■ Supplied material:
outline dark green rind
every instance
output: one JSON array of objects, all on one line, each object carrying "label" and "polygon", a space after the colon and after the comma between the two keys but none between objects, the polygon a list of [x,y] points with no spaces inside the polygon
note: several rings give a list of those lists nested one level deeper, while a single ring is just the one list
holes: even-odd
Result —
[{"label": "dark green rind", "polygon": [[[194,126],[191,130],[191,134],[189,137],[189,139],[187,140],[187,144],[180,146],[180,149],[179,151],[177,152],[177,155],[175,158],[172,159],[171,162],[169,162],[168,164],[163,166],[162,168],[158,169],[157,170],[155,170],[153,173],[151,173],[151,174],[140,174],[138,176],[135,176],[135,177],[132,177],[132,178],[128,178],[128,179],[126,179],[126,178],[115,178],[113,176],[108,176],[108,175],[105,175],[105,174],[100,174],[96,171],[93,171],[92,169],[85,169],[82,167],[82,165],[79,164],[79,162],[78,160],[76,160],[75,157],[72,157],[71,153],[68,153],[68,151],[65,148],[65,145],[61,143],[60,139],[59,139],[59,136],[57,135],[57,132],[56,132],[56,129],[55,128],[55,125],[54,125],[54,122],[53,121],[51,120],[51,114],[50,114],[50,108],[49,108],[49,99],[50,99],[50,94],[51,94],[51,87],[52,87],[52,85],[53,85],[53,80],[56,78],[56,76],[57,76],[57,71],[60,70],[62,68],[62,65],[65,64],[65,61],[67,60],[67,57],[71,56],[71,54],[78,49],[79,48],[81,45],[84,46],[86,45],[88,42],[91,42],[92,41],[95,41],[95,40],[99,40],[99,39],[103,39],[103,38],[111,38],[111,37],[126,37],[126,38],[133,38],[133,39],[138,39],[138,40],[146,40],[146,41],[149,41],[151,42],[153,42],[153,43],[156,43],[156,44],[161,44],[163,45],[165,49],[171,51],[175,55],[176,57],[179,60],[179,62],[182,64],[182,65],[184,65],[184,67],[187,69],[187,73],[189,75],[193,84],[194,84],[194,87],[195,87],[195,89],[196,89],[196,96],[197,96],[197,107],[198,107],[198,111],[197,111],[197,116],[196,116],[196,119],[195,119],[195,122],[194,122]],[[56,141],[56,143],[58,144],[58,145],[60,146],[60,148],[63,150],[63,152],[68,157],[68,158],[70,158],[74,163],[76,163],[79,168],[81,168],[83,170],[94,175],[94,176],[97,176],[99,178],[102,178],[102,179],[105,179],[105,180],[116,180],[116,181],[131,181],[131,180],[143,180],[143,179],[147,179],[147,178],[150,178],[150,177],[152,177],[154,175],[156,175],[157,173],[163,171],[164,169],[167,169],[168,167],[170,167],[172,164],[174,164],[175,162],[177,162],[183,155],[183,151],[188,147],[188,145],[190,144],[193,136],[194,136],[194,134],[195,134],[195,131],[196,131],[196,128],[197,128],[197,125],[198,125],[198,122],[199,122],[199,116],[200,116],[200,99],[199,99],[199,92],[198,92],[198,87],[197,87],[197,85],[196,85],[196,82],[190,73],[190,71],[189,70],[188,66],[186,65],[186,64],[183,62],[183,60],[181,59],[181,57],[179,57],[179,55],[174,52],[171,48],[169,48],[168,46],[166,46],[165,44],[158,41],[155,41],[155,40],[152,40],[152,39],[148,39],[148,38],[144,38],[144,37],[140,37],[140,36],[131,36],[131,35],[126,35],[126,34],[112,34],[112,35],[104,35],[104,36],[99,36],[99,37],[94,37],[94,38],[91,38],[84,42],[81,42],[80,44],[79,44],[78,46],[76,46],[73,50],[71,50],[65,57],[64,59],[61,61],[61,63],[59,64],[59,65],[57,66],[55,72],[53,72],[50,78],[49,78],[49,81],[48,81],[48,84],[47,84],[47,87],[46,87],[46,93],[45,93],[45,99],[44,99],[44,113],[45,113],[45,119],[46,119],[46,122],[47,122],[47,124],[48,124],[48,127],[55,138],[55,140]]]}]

■ Task instructions: Extract the listing in its entirety and repeat it exactly.

■ Result for this task:
outline dark green rind
every instance
output: one JSON array of objects, all on one line, each object carrying "label" and "polygon", a space after the colon and after the comma between the two keys but none between objects, the polygon a list of [x,y] points with no spaces inside the polygon
note: several rings give a list of those lists nested one level deeper, while a single ring is just the one list
holes: even-odd
Result —
[{"label": "dark green rind", "polygon": [[[194,126],[191,130],[191,134],[189,137],[189,139],[187,140],[187,144],[180,146],[180,149],[179,151],[177,152],[177,155],[175,158],[172,159],[171,162],[169,162],[168,164],[163,166],[162,168],[158,169],[157,170],[155,170],[153,173],[151,173],[151,174],[140,174],[138,176],[135,176],[135,177],[132,177],[132,178],[128,178],[128,179],[126,179],[126,178],[115,178],[113,176],[108,176],[108,175],[105,175],[105,174],[100,174],[96,171],[93,171],[92,169],[85,169],[82,167],[82,165],[79,164],[79,162],[78,160],[76,160],[75,157],[72,157],[71,153],[68,153],[68,151],[65,148],[65,145],[61,143],[60,139],[59,139],[59,136],[57,135],[57,132],[56,132],[56,129],[55,128],[55,125],[54,125],[54,122],[53,121],[51,120],[51,114],[50,114],[50,108],[49,108],[49,99],[50,99],[50,94],[51,94],[51,87],[52,87],[52,85],[53,85],[53,80],[56,78],[56,76],[57,76],[57,71],[60,70],[62,68],[62,65],[65,64],[65,61],[67,60],[67,57],[71,56],[71,54],[78,49],[79,48],[81,45],[84,46],[86,45],[88,42],[91,42],[92,41],[95,41],[95,40],[99,40],[99,39],[103,39],[103,38],[111,38],[111,37],[126,37],[126,38],[133,38],[133,39],[138,39],[138,40],[146,40],[146,41],[149,41],[151,42],[153,42],[153,43],[156,43],[156,44],[161,44],[163,45],[165,49],[171,51],[175,55],[176,57],[179,60],[179,62],[182,64],[182,65],[184,65],[184,67],[187,69],[187,73],[189,75],[193,84],[194,84],[194,87],[195,87],[195,89],[196,89],[196,96],[197,96],[197,107],[198,107],[198,111],[197,111],[197,116],[196,116],[196,119],[195,119],[195,122],[194,122]],[[56,141],[56,143],[58,144],[58,145],[60,146],[60,148],[63,150],[63,152],[68,157],[68,158],[70,158],[74,163],[76,163],[79,168],[81,168],[83,170],[94,175],[94,176],[97,176],[99,178],[102,178],[102,179],[105,179],[105,180],[116,180],[116,181],[131,181],[131,180],[143,180],[143,179],[147,179],[147,178],[150,178],[150,177],[152,177],[154,175],[156,175],[157,173],[163,171],[164,169],[167,169],[168,167],[170,167],[172,164],[174,164],[175,162],[177,162],[183,155],[183,151],[188,147],[188,145],[190,144],[193,136],[194,136],[194,134],[195,134],[195,131],[196,131],[196,128],[197,128],[197,125],[198,125],[198,122],[199,122],[199,116],[200,116],[200,99],[199,99],[199,92],[198,92],[198,87],[197,87],[197,85],[196,85],[196,82],[190,73],[190,71],[189,70],[188,66],[186,65],[186,64],[183,62],[183,60],[181,59],[181,57],[179,57],[179,55],[174,52],[171,48],[169,48],[168,46],[166,46],[165,44],[158,41],[155,41],[155,40],[152,40],[152,39],[148,39],[148,38],[144,38],[144,37],[140,37],[140,36],[131,36],[131,35],[126,35],[126,34],[112,34],[112,35],[104,35],[104,36],[99,36],[99,37],[94,37],[94,38],[91,38],[84,42],[81,42],[80,44],[79,44],[78,46],[76,46],[73,50],[71,50],[65,57],[64,59],[61,61],[61,63],[59,64],[59,65],[57,66],[55,72],[53,72],[50,78],[49,78],[49,81],[48,81],[48,84],[47,84],[47,87],[46,87],[46,93],[45,93],[45,99],[44,99],[44,113],[45,113],[45,119],[46,119],[46,122],[47,122],[47,124],[48,124],[48,127],[55,138],[55,140]]]}]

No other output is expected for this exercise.